(Dataset items)
********
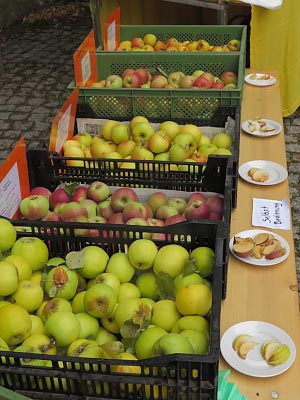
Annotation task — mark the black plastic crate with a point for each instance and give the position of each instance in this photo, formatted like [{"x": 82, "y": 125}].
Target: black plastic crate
[
  {"x": 50, "y": 170},
  {"x": 177, "y": 376}
]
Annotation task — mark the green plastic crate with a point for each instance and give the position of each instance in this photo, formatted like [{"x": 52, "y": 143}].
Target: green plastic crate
[
  {"x": 215, "y": 35},
  {"x": 164, "y": 103}
]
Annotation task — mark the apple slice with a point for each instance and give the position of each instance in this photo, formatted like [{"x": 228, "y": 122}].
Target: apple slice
********
Work required:
Reproduce all of the material above line for line, leaving out the pictures.

Solution to this problem:
Annotation task — mark the black plastic crate with a point for each instance and give the position of each instance in this photo, formatted like [{"x": 82, "y": 125}].
Target: black plastic crate
[
  {"x": 50, "y": 170},
  {"x": 177, "y": 376}
]
Annotation task — mark the green plastic crate with a point for each instance and give the position of each instance in this photo, formatted like [{"x": 52, "y": 143}].
Target: green plastic crate
[
  {"x": 215, "y": 35},
  {"x": 164, "y": 103}
]
Annotation task — mark the apple slice with a point for each instance and give the position of each instance in this photo, formatted like [{"x": 228, "y": 122}].
Target: apple slice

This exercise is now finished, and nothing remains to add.